INSTRUCTIONS FOR THE TASK: Find "Could you point to the gray" in the data below; transcribe the line it appears on and each line after it, exactly, to the end, and nothing else.

PROVIDED RECORDS:
────────────────────────────────────────

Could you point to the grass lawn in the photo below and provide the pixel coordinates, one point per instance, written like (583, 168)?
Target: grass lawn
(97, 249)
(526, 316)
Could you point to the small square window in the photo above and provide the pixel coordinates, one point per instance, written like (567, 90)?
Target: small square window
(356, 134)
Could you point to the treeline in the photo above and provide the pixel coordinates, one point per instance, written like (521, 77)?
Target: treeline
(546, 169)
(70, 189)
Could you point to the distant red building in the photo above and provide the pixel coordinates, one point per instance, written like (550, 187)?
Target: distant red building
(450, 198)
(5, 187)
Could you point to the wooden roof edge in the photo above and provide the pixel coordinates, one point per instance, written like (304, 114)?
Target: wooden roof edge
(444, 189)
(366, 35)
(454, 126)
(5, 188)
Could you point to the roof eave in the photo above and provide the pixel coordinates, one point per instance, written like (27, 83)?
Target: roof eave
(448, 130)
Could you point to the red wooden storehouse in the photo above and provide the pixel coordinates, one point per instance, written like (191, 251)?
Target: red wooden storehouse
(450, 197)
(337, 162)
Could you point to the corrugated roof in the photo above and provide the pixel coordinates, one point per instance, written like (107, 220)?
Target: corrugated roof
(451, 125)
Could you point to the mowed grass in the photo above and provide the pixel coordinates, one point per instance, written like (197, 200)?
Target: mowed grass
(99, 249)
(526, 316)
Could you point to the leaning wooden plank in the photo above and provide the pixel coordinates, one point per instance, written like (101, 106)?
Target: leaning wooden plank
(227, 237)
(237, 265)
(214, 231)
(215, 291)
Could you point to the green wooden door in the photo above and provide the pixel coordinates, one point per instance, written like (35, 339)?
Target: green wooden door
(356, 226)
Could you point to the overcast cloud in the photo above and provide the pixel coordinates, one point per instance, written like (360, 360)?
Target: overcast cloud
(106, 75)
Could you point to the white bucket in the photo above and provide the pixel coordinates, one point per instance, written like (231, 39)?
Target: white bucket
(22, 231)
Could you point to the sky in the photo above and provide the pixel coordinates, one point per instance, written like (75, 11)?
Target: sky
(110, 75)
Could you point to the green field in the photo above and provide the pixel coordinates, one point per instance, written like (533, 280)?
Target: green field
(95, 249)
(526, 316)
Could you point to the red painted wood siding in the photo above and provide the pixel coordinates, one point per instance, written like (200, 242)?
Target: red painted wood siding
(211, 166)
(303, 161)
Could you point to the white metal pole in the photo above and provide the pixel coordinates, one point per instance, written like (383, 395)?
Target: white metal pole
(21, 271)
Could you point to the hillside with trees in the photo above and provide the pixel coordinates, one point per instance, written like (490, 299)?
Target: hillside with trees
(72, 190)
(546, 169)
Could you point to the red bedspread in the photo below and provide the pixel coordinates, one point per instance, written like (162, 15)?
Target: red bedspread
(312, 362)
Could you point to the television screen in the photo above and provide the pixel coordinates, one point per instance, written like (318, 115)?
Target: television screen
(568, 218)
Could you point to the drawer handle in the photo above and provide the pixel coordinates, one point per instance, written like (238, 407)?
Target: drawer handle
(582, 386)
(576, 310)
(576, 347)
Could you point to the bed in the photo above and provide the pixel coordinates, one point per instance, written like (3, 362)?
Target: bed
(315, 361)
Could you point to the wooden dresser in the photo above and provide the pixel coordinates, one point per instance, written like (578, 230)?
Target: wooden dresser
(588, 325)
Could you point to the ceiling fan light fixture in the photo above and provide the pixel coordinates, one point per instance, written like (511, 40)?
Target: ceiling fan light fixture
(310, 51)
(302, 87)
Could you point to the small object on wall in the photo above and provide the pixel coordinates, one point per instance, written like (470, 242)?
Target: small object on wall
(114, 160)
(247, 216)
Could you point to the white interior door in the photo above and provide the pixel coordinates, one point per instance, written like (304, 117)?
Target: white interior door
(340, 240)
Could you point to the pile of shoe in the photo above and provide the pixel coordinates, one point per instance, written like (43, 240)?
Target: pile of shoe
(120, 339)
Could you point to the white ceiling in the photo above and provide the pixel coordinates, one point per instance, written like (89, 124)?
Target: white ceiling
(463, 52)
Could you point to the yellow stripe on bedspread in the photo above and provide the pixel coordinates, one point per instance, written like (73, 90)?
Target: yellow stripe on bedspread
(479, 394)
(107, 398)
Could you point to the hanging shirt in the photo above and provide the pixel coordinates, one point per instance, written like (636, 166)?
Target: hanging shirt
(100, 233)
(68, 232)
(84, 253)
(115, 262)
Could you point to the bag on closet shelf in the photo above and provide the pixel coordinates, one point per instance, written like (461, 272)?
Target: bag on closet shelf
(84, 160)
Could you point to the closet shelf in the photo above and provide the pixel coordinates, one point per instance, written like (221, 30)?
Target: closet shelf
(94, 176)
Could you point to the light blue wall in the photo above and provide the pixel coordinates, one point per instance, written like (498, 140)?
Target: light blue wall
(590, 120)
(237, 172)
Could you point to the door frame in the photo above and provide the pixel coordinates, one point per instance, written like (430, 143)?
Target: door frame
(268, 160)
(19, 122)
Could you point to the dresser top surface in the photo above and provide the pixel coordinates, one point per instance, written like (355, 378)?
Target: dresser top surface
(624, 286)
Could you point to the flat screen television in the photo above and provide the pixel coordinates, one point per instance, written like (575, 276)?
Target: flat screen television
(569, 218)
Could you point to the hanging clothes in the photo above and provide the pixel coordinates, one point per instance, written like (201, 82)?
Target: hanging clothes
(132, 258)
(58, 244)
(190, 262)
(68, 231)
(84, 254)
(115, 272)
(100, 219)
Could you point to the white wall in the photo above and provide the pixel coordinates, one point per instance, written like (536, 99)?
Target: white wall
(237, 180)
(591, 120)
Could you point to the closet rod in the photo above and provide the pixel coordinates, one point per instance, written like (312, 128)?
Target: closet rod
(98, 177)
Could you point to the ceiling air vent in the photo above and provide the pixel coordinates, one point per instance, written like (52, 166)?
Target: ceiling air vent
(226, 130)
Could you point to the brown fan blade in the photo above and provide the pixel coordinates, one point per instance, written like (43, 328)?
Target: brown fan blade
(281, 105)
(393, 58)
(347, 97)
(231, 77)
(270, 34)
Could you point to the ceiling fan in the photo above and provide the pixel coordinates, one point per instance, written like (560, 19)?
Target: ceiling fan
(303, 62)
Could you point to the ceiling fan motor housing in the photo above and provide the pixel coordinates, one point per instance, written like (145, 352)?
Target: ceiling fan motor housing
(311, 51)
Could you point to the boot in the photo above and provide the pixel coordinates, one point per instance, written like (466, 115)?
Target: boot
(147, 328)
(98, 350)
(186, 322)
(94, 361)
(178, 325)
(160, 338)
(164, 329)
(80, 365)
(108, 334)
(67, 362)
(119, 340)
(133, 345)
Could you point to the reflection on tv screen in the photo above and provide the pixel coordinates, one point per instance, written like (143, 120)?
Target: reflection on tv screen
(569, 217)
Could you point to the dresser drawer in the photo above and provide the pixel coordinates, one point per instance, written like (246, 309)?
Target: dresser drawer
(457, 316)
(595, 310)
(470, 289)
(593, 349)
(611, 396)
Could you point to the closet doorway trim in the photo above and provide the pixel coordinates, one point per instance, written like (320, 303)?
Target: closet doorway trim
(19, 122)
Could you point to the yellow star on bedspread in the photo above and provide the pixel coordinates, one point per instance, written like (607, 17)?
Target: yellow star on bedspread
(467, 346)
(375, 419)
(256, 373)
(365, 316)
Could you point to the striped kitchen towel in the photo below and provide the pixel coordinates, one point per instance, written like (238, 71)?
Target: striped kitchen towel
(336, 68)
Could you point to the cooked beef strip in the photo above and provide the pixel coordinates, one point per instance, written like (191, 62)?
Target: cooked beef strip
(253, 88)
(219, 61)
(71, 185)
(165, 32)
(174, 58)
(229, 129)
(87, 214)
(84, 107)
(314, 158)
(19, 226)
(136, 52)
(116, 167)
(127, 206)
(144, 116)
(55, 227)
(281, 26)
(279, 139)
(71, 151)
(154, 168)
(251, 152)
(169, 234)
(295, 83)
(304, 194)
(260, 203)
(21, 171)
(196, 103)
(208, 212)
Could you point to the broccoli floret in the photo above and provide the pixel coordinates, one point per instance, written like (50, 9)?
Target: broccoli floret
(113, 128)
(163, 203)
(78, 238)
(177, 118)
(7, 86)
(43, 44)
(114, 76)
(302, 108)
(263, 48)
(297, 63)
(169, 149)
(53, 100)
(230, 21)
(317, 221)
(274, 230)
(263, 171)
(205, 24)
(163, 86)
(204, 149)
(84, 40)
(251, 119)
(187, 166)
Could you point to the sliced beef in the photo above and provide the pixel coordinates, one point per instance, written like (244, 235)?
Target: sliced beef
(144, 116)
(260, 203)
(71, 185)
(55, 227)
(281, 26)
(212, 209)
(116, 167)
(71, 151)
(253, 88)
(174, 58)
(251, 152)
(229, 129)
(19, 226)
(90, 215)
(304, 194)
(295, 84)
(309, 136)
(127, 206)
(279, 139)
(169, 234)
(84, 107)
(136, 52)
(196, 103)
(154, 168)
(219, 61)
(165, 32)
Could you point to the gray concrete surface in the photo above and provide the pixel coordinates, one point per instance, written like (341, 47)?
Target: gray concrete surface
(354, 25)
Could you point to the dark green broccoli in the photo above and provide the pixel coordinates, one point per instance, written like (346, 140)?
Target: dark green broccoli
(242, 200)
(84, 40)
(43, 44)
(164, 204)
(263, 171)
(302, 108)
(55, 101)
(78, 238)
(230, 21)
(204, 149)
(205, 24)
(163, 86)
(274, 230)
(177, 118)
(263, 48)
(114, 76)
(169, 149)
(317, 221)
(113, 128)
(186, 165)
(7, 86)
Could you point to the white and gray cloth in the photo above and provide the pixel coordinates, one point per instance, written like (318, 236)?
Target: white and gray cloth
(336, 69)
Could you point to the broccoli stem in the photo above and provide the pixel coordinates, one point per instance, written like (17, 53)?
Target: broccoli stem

────────────────────────────────────────

TASK OUTPUT:
Could you point to the gray concrete surface in the photo above and provide the pixel coordinates, one point per instance, written like (341, 47)?
Target: gray concrete surface
(354, 25)
Could you point to the dark green broccoli in the photo above and provide the pixel coordinates, one point per instance, written like (346, 140)?
Target: dark green broccoli
(242, 200)
(84, 40)
(43, 44)
(164, 204)
(263, 171)
(302, 108)
(55, 101)
(78, 238)
(230, 21)
(204, 149)
(205, 24)
(163, 86)
(274, 230)
(177, 118)
(263, 48)
(114, 76)
(169, 149)
(317, 221)
(113, 128)
(186, 165)
(7, 86)
Could you point to the white and gray cloth in the photo above and provide the pixel coordinates, one point per instance, written like (318, 236)?
Target: white and gray cloth
(336, 69)
Could you point to the broccoli stem in the photo above and provide the pixel coordinates, one point per instance, written like (17, 53)?
Target: broccoli stem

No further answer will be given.